### [What the task requires]
Could you transcribe every entry exactly, leaving nothing out?

### [Data for processing]
+===+

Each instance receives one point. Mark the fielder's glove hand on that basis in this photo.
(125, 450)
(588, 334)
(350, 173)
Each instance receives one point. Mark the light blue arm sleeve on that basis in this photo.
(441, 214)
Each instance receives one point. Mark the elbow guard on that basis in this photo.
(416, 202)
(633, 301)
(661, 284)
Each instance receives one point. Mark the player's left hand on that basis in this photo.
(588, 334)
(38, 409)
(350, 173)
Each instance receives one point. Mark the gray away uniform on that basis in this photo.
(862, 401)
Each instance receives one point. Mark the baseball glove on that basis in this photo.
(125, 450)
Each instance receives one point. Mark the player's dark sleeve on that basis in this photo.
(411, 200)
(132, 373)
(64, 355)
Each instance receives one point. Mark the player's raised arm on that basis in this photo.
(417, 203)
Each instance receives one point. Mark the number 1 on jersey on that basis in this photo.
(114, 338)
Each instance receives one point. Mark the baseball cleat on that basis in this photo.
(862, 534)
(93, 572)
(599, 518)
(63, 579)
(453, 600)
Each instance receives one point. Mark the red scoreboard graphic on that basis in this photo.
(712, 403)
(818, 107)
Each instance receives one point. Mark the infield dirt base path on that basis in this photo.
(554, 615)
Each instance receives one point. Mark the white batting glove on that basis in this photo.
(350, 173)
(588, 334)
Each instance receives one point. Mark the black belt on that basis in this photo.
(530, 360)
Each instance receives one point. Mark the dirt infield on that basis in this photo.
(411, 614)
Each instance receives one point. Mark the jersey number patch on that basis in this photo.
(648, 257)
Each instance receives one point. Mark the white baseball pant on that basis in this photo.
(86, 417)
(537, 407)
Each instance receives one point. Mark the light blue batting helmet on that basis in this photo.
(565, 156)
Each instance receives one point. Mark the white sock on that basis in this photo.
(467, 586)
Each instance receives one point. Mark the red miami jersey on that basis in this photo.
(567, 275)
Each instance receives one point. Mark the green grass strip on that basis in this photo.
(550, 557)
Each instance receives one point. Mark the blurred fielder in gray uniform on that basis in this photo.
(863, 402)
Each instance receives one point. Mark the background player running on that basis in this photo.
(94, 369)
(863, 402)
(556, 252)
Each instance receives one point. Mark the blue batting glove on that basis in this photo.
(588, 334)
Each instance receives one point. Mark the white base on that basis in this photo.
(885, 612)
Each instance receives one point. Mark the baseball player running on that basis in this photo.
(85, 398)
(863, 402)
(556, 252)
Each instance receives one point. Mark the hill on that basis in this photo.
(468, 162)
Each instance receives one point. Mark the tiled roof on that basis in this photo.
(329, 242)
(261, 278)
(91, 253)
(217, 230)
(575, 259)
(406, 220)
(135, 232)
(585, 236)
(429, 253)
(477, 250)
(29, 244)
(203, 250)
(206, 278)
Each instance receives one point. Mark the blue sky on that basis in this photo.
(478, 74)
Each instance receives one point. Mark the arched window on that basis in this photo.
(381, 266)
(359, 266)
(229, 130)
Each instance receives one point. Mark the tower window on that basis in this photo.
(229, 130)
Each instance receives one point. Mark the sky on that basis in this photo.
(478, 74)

+===+

### [Reply to the exercise]
Each instance receives one point. Mark the fielder's glove hand on that basis in this photo.
(125, 450)
(588, 334)
(350, 173)
Each instance receives one point. Mark the light blue arm sleeve on that basis in this photo.
(441, 214)
Each instance receives one point. Mark the elbow guard on that basis in this photo.
(416, 202)
(633, 301)
(661, 284)
Each instance receives one point. Mark the player's left hand on that basis in this photo.
(588, 334)
(38, 409)
(350, 173)
Each instance receives one point. Mark the gray away uniform on that basis in this photo.
(862, 401)
Each instance receives one point. Mark the baseball glove on that basis in this photo.
(125, 450)
Each instance receives one point. Mark the player's dark sleeve on that basis in this photo.
(411, 200)
(132, 373)
(64, 355)
Each instance receives one point. Mark the player's raised arm on that basis in this photo.
(417, 203)
Each instance receives one point. Mark the number 1 on jersey on that basis in this photo.
(114, 338)
Each instance receives one point. Mark the baseball cleat on that basis in this photo.
(862, 534)
(93, 572)
(599, 518)
(63, 579)
(453, 600)
Each instance receives one point. Mark the red scoreboard graphic on that basis in this photo.
(712, 403)
(818, 107)
Each instance receives one point. Mark the infield dirt base path on that basis in this photo.
(554, 615)
Each instance receives one point. Mark the white batting glove on that basis in this photo.
(350, 173)
(588, 334)
Each instance receives one point. Mark the black belt on that basis in this photo.
(530, 360)
Each instance receives one point. Mark the dirt infield on that basis in this photo.
(411, 614)
Each instance receives one point. Mark the jersey number patch on that basis in this photo.
(648, 257)
Each instance receives one point. Mark the white baseball pant on that basis in this photo.
(86, 417)
(537, 407)
Each instance receives one point. Mark the light blue batting helmet on that basis in this photo.
(565, 156)
Each instance receives one point. Mark the white sock on that basis in this photo.
(467, 586)
Each instance receives one point. Mark the red miami jersey on that basis in this photo.
(567, 275)
Each instance receives one point. Mark the green grass strip on that basis in this photo.
(550, 557)
Each instance receives one point. Mark the blurred fielder in gray uniform on that basis in this photo.
(863, 402)
Each instance receives one point. Mark the background player running on that basis in this photo.
(94, 369)
(863, 402)
(556, 252)
Each instance receives one point. Mark the blue batting glove on that basis in this photo.
(588, 334)
Each instance receives one point. Mark the white base on that basis in this photo.
(885, 612)
Each instance receives one point. Mark the baseball player running on that basis in this photo.
(85, 398)
(863, 402)
(556, 252)
Each instance receives one point. Mark the hill on that basis in this photo.
(468, 162)
Each instance receives one point. Mark the tiled roof on that basis in this photo.
(329, 242)
(261, 278)
(91, 253)
(217, 230)
(575, 259)
(406, 220)
(135, 232)
(585, 236)
(429, 253)
(477, 250)
(29, 244)
(203, 250)
(206, 278)
Each instance receives one point. Mark the blue sky on that basis in this photo.
(478, 74)
Each instance receives one point. Mark the arched window on that basis in this photo.
(381, 266)
(359, 266)
(229, 130)
Each instance receives one point. Mark the tower window on that basis in this photo.
(229, 130)
Each instance receives one point. Mark the sky on that basis in this photo.
(478, 74)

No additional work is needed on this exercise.